What needs to be done =>
Restate the records word for word, omitting nothing.

[Natural language region descriptions]
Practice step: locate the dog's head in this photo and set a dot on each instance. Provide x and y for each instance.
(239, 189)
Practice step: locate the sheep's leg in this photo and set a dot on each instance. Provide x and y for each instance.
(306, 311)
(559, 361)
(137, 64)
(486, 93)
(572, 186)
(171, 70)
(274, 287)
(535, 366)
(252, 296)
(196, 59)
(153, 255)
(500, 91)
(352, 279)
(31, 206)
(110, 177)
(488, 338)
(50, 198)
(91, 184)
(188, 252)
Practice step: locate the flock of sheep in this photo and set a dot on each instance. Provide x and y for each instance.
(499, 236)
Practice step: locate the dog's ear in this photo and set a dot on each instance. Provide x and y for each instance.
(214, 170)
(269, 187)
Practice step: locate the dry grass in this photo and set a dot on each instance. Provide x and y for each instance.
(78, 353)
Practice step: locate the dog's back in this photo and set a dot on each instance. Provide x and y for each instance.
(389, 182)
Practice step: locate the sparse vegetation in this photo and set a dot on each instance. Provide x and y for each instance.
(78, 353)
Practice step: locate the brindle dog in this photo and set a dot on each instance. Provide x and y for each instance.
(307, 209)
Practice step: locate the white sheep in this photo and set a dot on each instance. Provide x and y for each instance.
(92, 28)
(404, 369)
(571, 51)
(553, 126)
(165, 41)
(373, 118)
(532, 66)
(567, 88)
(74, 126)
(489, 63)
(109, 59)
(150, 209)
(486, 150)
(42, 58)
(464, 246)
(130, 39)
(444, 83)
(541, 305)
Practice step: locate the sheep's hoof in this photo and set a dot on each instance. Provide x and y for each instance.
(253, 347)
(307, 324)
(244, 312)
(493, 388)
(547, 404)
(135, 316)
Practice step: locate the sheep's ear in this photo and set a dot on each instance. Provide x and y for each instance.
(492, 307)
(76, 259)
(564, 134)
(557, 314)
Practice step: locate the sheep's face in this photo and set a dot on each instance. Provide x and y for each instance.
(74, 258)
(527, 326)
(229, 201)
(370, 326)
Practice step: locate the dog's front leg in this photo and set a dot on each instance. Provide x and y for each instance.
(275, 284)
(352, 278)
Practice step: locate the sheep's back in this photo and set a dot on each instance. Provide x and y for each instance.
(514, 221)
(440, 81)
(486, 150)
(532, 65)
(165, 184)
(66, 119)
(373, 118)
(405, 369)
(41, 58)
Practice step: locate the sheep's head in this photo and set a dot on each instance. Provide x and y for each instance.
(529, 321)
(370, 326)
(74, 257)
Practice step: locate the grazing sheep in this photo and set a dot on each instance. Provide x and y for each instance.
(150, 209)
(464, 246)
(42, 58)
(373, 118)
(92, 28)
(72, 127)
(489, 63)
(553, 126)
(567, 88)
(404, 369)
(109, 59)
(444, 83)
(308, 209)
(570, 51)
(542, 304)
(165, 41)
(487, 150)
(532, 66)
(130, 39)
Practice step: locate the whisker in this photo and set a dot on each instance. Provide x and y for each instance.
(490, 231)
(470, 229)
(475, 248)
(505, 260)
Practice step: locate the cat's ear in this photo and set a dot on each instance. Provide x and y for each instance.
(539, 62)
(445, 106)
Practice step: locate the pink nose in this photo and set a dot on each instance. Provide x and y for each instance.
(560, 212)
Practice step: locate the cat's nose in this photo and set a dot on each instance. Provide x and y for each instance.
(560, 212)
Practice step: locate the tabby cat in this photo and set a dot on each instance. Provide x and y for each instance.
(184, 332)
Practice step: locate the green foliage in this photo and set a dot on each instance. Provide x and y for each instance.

Solution to this problem =>
Practice step: locate the dog's head in this photo and set a dot on each instance. Provide x and y for each instance.
(239, 189)
Practice step: locate the sheep's leg in this photo and set a dot on each instance. Provide x and y for each instance.
(306, 311)
(559, 361)
(137, 64)
(486, 93)
(572, 186)
(171, 70)
(274, 287)
(535, 366)
(252, 296)
(196, 59)
(153, 255)
(500, 91)
(352, 279)
(31, 206)
(110, 177)
(488, 338)
(50, 198)
(91, 184)
(188, 252)
Practice step: locate the flock of sheep in this photo and set a dot on each instance. Provide x and y for each instance.
(499, 236)
Practice step: locate the dog's ear in this photo and set a dot on each instance. Provide x and y for each instance.
(214, 170)
(269, 187)
Practice step: locate the dry grass in this photo and set a dot on each instance. Provide x and y for each instance.
(78, 353)
Practice step: locate the dog's back in this photo and set a dot on each instance. Provide x and y for each instance.
(389, 182)
Practice step: locate the sparse vegetation in this photo and set a dot on each instance. Provide x and y for each instance.
(78, 353)
Practice step: locate the brindle dog in this photo and set a dot on each instance. Provide x and y for each instance.
(307, 209)
Practice step: locate the white sheep in this photo and set a dot on each instance. Provide x and y for each instance.
(92, 28)
(404, 369)
(571, 51)
(553, 126)
(165, 41)
(373, 118)
(532, 66)
(567, 88)
(74, 126)
(489, 63)
(109, 59)
(150, 209)
(486, 150)
(42, 58)
(464, 246)
(130, 39)
(444, 83)
(541, 305)
Practice step: locate the sheep's hoof in this photo and set a dot on each instance. Provide x and y for each instance.
(253, 347)
(307, 324)
(244, 312)
(493, 388)
(547, 404)
(135, 316)
Practice step: locate the sheep's ear in this photo and set a dot on each instance. Provide x and y for each instance.
(492, 307)
(76, 259)
(564, 134)
(557, 314)
Practice step: locate the sheep's face in this photo and set a dot on each instance. Provide x and y for each instance.
(74, 258)
(527, 326)
(229, 201)
(370, 326)
Practice step: locate the dog's front leg in this photo and set a dot on each instance. Provide x and y for each instance.
(275, 284)
(352, 278)
Practice step: locate the sheep's back in this photo and set a dot on each instance. Provide x and y for each instance.
(514, 221)
(440, 81)
(486, 150)
(532, 65)
(165, 184)
(66, 119)
(373, 118)
(405, 369)
(41, 58)
Practice step: locate the sheep's head in this photo and set a dot on each instance. Provide x and y for each instance.
(529, 321)
(370, 326)
(74, 257)
Practice step: locate the grazing sheep in this photo and set a dot on each instance. Provide x and y for each instance.
(150, 209)
(464, 246)
(42, 58)
(373, 118)
(92, 28)
(72, 127)
(489, 63)
(553, 126)
(567, 88)
(404, 369)
(109, 59)
(444, 83)
(308, 209)
(570, 51)
(542, 304)
(165, 41)
(487, 150)
(532, 66)
(130, 39)
Practice step: locate the whisker in this photo and set a dot on each instance. Provide x and y for each instance.
(490, 231)
(470, 229)
(475, 248)
(505, 260)
Practice step: locate the cat's ear in this photo and set a dot on each instance. Provide x and y for each instance.
(539, 62)
(445, 106)
Practice step: locate the pink nose in this photo and set a dot on each instance. Provide x and y for each instance.
(560, 212)
Practice step: locate the cat's nose in this photo and set a dot on each instance. Provide x and y for each instance.
(560, 212)
Practice step: locate the tabby cat in this photo and set a dot on each instance. Provide x and y for each instance.
(184, 332)
Practice step: locate the green foliage in this photo and set a dot on each instance. Provide x and y for each instance.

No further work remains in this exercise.